[Opening TEXT PASSAGE section]

DOZENS OF reporters trekked to Juneau, Alaska yesterday for the release of 24,000 e-mails sent by Republican politician Sarah Palin as governor between December 2006 and September 2008, after media organisations filed a request for the documents under the Freedom of Information Act.
Juneau can be reached only by aircraft or boat.
Mrs Palin has not declared her candidacy for the Republican presidential nomination, but it is a measure of the fascination she exerts on the US body politic that journalists were willing to go to so much effort to obtain her redacted e-mails.
The messages were printed on paper and were not made available digitally. Several media groups began scanning them immediately to put them online.
They filled six boxes weighing 250 lbs and costing $725 (€505) for a set. The state had withheld more than 2,200 pages of material under laws pertaining to public records, privacy, attorney-client privilege and executive privilege.
“The thousands upon thousands of e-mails released today show a very engaged governor Sarah Palin being the CEO of her state,” said a statement by Tim Crawford, the treasurer of SarahPAC, Mrs Palin’s fund-raising organisation. “The e-mails detail a governor hard at work. Everyone should read them.”
Reporters scrambled for the boxes and rolled their “treasure” away on trolleys at 6pm Dublin time yesterday. It was not immediately clear whether they contained anything of interest.

[Closing TEXT PASSAGE section]
[Opening GIVEN ENTRIES section]

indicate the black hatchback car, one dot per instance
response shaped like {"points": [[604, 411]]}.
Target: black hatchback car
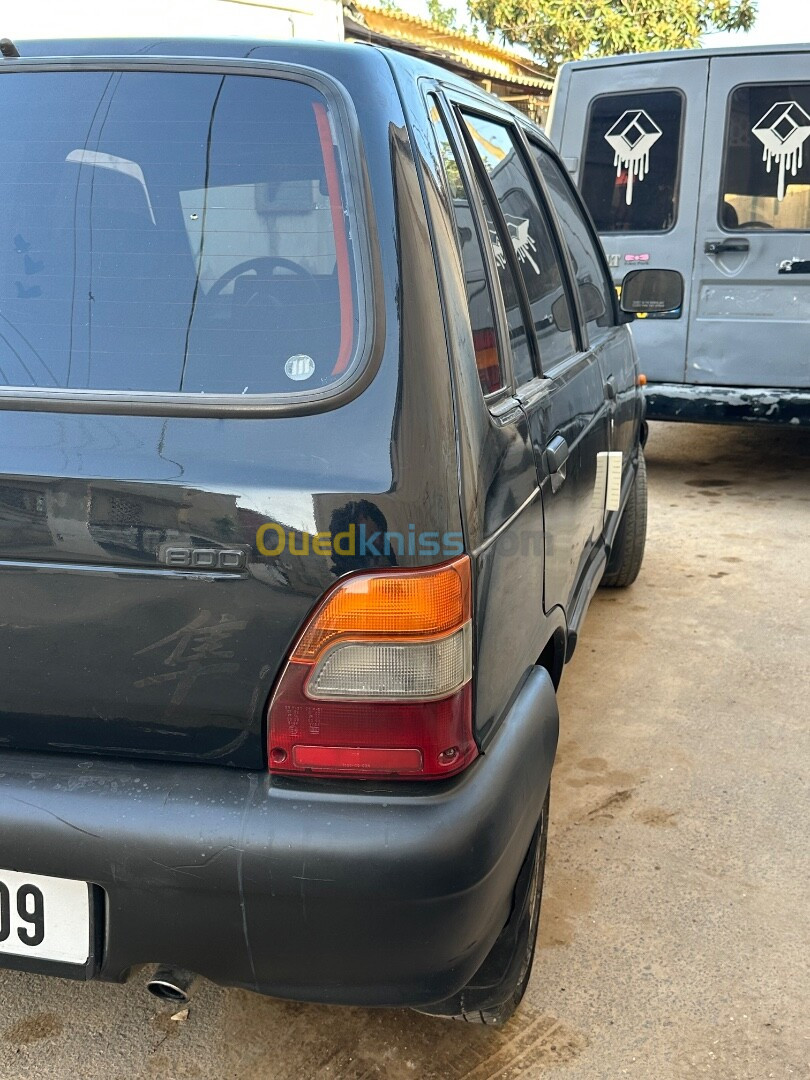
{"points": [[320, 427]]}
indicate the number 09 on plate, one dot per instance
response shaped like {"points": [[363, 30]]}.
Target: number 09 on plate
{"points": [[44, 918]]}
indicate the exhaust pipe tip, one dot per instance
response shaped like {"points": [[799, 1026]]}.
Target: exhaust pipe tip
{"points": [[171, 984]]}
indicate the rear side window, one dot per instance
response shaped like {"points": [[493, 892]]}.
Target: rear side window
{"points": [[595, 289], [478, 295], [767, 165], [530, 237], [632, 161], [173, 232]]}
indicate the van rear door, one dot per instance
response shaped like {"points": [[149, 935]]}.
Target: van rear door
{"points": [[638, 170], [751, 313]]}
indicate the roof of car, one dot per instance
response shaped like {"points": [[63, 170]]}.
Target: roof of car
{"points": [[688, 54], [315, 53]]}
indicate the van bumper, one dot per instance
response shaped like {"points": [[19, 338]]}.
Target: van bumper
{"points": [[364, 893], [698, 404]]}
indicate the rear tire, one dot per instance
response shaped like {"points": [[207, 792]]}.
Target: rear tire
{"points": [[497, 988], [626, 554]]}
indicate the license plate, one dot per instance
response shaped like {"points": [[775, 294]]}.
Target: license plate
{"points": [[44, 918]]}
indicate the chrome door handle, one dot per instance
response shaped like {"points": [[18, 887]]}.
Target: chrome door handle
{"points": [[556, 454], [794, 266], [718, 246], [556, 457]]}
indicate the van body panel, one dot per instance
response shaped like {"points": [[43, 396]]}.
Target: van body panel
{"points": [[750, 322], [746, 311]]}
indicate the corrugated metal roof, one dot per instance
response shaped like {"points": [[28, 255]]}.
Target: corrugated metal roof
{"points": [[483, 57]]}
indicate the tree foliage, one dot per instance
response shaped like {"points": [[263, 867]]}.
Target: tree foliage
{"points": [[558, 30], [443, 15]]}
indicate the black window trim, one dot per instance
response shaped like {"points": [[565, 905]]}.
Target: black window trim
{"points": [[678, 172], [435, 95], [370, 336], [724, 162], [532, 140], [508, 120]]}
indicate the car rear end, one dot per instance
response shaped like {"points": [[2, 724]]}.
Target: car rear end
{"points": [[237, 647]]}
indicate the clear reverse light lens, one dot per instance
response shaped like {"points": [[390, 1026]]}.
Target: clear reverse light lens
{"points": [[421, 671]]}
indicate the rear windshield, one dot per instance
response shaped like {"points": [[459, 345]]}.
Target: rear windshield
{"points": [[173, 232]]}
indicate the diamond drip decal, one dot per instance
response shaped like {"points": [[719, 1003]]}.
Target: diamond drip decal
{"points": [[632, 137], [783, 132]]}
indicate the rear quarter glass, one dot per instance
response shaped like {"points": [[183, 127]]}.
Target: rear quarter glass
{"points": [[187, 234]]}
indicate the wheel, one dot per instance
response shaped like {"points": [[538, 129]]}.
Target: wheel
{"points": [[498, 986], [628, 551]]}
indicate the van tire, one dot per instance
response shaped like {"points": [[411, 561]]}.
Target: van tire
{"points": [[626, 553], [497, 988]]}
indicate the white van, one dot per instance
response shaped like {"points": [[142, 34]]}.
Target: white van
{"points": [[700, 161]]}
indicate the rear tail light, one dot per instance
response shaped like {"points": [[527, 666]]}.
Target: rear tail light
{"points": [[379, 682]]}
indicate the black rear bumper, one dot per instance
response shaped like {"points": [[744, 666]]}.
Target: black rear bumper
{"points": [[365, 894], [698, 404]]}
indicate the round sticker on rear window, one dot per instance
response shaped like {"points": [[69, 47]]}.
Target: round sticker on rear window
{"points": [[300, 367]]}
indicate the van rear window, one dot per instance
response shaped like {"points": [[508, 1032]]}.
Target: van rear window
{"points": [[632, 161], [173, 232], [767, 167]]}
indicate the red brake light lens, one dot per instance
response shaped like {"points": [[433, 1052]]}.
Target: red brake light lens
{"points": [[379, 680]]}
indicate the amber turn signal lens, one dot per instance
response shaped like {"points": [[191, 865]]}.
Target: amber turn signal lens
{"points": [[399, 604]]}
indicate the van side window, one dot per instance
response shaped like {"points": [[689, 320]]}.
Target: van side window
{"points": [[767, 166], [632, 161], [478, 293], [530, 235], [595, 289]]}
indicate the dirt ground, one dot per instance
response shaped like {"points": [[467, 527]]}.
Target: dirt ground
{"points": [[674, 932]]}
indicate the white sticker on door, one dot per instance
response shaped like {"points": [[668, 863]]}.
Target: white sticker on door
{"points": [[632, 137], [783, 132]]}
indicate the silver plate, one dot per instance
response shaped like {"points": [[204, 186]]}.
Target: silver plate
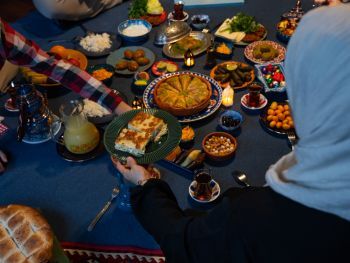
{"points": [[206, 38]]}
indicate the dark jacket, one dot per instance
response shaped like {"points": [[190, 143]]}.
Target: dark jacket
{"points": [[247, 225]]}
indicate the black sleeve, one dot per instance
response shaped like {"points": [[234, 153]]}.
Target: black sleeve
{"points": [[182, 236]]}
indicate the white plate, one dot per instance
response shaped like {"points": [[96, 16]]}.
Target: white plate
{"points": [[171, 17], [214, 195], [262, 102]]}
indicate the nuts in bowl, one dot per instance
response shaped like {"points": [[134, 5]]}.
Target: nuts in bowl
{"points": [[219, 145]]}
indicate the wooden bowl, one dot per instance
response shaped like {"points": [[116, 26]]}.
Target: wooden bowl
{"points": [[219, 156]]}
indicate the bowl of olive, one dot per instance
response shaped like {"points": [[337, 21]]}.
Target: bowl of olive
{"points": [[230, 120]]}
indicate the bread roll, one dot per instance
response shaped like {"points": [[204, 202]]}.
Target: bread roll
{"points": [[25, 236]]}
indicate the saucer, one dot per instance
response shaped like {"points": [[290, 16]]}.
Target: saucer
{"points": [[262, 102], [171, 17], [9, 107], [214, 195], [72, 157]]}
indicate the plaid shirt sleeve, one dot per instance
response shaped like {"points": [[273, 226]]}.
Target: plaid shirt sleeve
{"points": [[23, 52]]}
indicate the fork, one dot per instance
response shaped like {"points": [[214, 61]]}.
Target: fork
{"points": [[115, 193], [292, 138]]}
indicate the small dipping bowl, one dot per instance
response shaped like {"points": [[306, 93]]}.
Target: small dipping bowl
{"points": [[225, 122], [141, 79], [107, 81], [200, 21], [134, 22]]}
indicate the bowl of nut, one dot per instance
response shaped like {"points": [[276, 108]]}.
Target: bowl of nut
{"points": [[230, 120], [219, 146]]}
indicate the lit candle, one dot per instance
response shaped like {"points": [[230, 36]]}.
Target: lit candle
{"points": [[227, 97], [189, 58]]}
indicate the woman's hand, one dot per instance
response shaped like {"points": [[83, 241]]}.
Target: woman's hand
{"points": [[132, 172], [3, 160]]}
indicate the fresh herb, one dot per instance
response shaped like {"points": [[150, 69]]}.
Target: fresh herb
{"points": [[138, 8], [242, 23]]}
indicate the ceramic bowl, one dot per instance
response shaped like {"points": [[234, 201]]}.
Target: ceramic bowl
{"points": [[200, 21], [235, 115], [107, 67], [123, 25], [219, 156]]}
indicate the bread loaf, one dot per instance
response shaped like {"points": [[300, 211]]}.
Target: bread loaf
{"points": [[25, 236]]}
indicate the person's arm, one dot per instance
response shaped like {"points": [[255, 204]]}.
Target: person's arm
{"points": [[183, 237], [3, 161], [22, 52], [7, 73]]}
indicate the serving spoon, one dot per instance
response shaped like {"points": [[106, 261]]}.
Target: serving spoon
{"points": [[240, 178]]}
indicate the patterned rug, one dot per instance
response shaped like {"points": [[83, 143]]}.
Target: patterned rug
{"points": [[84, 253]]}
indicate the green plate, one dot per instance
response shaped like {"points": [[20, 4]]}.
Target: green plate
{"points": [[154, 151]]}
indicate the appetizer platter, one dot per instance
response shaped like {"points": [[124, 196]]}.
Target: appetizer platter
{"points": [[196, 41], [241, 29], [128, 60], [149, 10], [187, 108], [265, 51], [98, 44], [272, 76], [148, 135], [277, 118], [164, 66], [235, 74]]}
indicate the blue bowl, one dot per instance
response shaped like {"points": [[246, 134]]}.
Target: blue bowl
{"points": [[107, 67], [199, 22], [122, 26], [233, 114]]}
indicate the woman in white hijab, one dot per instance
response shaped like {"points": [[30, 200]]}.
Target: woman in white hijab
{"points": [[303, 214]]}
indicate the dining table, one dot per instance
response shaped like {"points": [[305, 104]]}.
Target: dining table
{"points": [[70, 194]]}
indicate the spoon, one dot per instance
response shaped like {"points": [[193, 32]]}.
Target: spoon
{"points": [[240, 178]]}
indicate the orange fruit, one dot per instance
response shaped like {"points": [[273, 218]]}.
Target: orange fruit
{"points": [[59, 50]]}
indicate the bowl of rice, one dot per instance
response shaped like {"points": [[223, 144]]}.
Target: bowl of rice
{"points": [[134, 30]]}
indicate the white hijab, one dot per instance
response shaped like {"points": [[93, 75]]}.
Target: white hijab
{"points": [[317, 173]]}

[Closing GIVEN ENTRIES section]

*APPLY WHAT YOU READ:*
(1) Retype the part of the Sarah Palin e-mail article between "Juneau can be" and "put them online.", inclusive.
(2) Continue the article on the release of Sarah Palin's e-mails from where it stops.

*RESULTS IN ORDER:*
(1)
Juneau can be reached only by aircraft or boat.
Mrs Palin has not declared her candidacy for the Republican presidential nomination, but it is a measure of the fascination she exerts on the US body politic that journalists were willing to go to so much effort to obtain her redacted e-mails.
The messages were printed on paper and were not made available digitally. Several media groups began scanning them immediately to put them online.

(2)
Further details on issues that arose during Mrs Palin’s governorship would be considered “scoops”. Examples include the installation of a $35,000 tanning bed in the governor’s mansion – to ward off depression, Mrs Palin said; the $17,000 in daily expenses she claimed when she spent nights at her family home in Wasilla; “troopergate”, or Mrs Palin and her husband Todd’s alleged involvement in the firing of a state trooper who divorced her sister; and Levi Johnston, the ex-boyfriend of the Palins’ daughter Bristol, and Bristol’s pregnancy.
Meanwhile, Newt Gingrich, another Republican presidential hopeful, swore to fight on yesterday after the mass desertion of his senior campaign staff.
“I’m prepared to go out and to campaign very intensely, but I want a campaign on ideas and on solutions and I want to do it in a way that brings Americans together into a large movement,” Mr Gingrich told ABC News in a televised interview outside his home in McLean, Virginia.
Unconventional methods of campaigning seem to be a fetish with Republican candidates this year. Mr Gingrich blamed the implosion of his campaign on “a fundamental strategic difference between the traditional consulting community and the kind of campaign I want to run”.
Mr Gingrich did not address the transgressions that led to the departure of nearly two dozen aides, including his campaign manager, spokesman and senior strategist, as well as staff in the early voting states of New Hampshire, Iowa, South Carolina and his home state of Georgia.
The first mistake was his condemnation of Republican representative Paul Ryan’s budget plan, which would have converted Medicare, the public health insurance plan for the elderly, to a voucher system, as “right-wing social engineering”. In Republican parlance, “social engineering” is usually preceded by the word “liberal”.
A second mistake was keeping a $500,000 credit line open at Tiffany Co to satisfy the craving of Mr Gingrich’s third wife, Callista, for diamonds. The purchases were not illegal, but they shocked voters at a time of 9 per cent unemployment and economic crisis.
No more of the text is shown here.